GOAL OF THE EXERCISE: Please rewrite the listing below, changing every "navy blue" to "dark blue" and keeping everything else the same. Omit the pictures from your version.
[Start of EXTRACTED DATA]
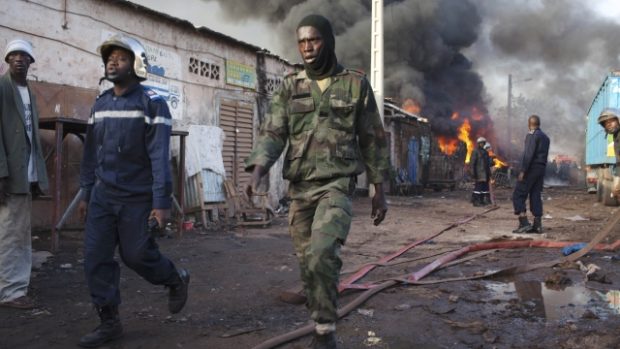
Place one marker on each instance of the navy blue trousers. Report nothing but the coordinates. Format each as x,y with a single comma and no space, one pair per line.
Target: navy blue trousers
111,222
531,187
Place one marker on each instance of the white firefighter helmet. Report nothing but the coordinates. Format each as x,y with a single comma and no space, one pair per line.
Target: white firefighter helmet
19,45
608,114
140,64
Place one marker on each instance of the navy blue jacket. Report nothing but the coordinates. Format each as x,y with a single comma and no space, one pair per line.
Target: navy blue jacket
127,147
536,150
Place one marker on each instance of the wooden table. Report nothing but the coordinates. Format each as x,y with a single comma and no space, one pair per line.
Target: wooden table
65,125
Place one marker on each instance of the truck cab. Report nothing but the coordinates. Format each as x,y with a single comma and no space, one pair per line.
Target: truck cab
600,157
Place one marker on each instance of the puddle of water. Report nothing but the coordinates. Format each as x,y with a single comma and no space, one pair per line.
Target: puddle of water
571,302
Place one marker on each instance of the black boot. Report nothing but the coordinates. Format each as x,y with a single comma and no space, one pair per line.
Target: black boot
177,293
537,227
325,341
486,199
524,226
475,199
109,329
[End of EXTRACTED DATA]
WRITTEN SOLUTION:
Place one marker on each instance of the dark blue trousers. Report nothing but the coordinates. Format each as x,y with a single comma and no space, one pair per line.
Target: dark blue trousers
111,222
531,187
Place one marker on each instance of the white firefighter helmet. Report nothing but the coordinates. Format each as x,y with a single comma and no space, one pair per line.
Target: white firefighter helmet
19,45
608,114
140,64
Place one marker on each instance of the dark blue jacket. Report nothing but the coordinates. Format each as x,y with a single comma and no space, one pair per line.
Target: dark blue jacket
127,147
536,150
Place one marker on each instance of the wooden table. Report nothing but the coordinates. Format each as x,y with a single comma and no space, one pair per line.
Target: wooden table
65,125
Place one marker on each instance of the truck cab. Report nothing but the coordinates. Format each as x,y with a single comma and no space, one pair per line.
Target: truck cab
600,157
Place one marker on each instance of the puddle of water. Report nothing but the coordinates. Format each as x,y with a single comma and no space, one pair per line.
Target: puddle of water
571,302
Place one marker on each instance of the black boot. Report nothing but the coordinates. Format each as x,y with a single comma and no space, one pair per line.
Target: black boot
177,293
537,227
325,341
486,199
524,226
475,199
109,329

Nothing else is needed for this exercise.